◆ 任务目标 1
请从下方各行中收集所有含有字符串“city”的行，逐行抄出，区分大小写。

MATLAB编程实现方程根的判断 【例】

% Purpose:

% This program solves for the roots of a quadratic equation

% of the form a*x^2 + b*x + c = 0. It calculates the answers

% regardless of the type of roots that the equation possesses.

%

% Define variables:

% a --Coefficient of x^2 term of equation

% b --Coefficient of x term of equation

% c --Constant term of equation

% discriminant --Discriminant of the equation

% imag_part --Imag part of equation (for complex roots)

% real_part --Real part of equation (for complex roots)

% x1 --First solution of equation (for real roots)

% x2 --Second solution of equation (for real roots)

% Prompt the user for the coefficients of the equation

disp ('This program solves for the roots of a quadratic ');

disp ('equation of the form A*X^2 + B*X + C = 0.');

a = input('Enter the coefficient A: ');

b = input('Enter the coefficient B: ');

c = input('Enter the coefficient C: ');

% Calculate discriminant

discriminant = b^2 - 4 * a * c;

% Solve for the roots, depending on the vlaue of the discriminant.

if discriminant > 0 % there are two real roots, so ...

x1 = (-b + sqrt(discriminant)) / (2*a);

x2 = (-b - sqrt(discriminant)) / (2*a);

disp('This equation has two real roots:');

fprintf('x1 = %f\n', x1);

fprintf('x2 = %f\n', x2);

elseif discriminant == 0 % there is one repeated root, so ...

x1 = ( -b ) / (2*a);

disp('This equation has two identical real roots:');

fprintf('x1 = x2 = %f\n', x1);

else % there are complex roots, so ...

real_part = (-b) / (2*a);

imag_part = sqrt( abs(discriminant)) / (2*a);

disp('This equation has complex roots:');

fprintf('x1 = %f + i %f \n',real_part, imag_part);

fprintf('x1 + %f - i %f \n', real_part, imag_part);

end

◆ 已存储的数据项
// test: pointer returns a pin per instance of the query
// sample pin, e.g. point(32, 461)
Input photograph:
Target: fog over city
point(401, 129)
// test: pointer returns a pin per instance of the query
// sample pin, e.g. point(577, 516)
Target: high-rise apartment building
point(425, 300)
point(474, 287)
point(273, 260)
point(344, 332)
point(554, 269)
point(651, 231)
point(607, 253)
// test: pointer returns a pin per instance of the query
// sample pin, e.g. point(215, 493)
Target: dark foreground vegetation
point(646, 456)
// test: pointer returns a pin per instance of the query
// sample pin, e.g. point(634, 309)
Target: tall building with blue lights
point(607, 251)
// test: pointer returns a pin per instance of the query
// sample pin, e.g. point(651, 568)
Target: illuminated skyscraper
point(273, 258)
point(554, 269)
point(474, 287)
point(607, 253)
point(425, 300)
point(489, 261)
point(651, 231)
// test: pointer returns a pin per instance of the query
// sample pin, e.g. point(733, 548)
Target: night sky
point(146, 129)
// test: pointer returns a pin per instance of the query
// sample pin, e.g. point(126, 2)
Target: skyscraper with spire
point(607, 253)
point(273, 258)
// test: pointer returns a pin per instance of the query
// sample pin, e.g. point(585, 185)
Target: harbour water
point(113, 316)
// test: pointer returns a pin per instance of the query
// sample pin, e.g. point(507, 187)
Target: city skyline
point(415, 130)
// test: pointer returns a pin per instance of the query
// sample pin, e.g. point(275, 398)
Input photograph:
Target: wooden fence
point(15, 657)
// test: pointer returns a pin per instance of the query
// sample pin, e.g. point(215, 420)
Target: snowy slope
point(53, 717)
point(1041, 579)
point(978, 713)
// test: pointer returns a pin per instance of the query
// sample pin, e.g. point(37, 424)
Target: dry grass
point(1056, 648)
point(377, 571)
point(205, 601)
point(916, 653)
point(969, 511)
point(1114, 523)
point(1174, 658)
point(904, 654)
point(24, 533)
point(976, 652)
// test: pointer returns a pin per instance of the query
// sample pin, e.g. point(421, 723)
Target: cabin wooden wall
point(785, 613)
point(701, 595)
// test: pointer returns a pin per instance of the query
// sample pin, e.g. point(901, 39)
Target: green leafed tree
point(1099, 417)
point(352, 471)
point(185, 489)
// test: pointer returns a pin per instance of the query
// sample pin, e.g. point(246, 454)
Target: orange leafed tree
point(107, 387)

◆ 任务目标 2
在上方这段求一元二次方程根的 MATLAB 程序中，判别式是按什么式子计算的？

◆ 预期输出 1
Target: fog over city
Target: city skyline

◆ 预期输出 2
discriminant = b^2 - 4 * a * c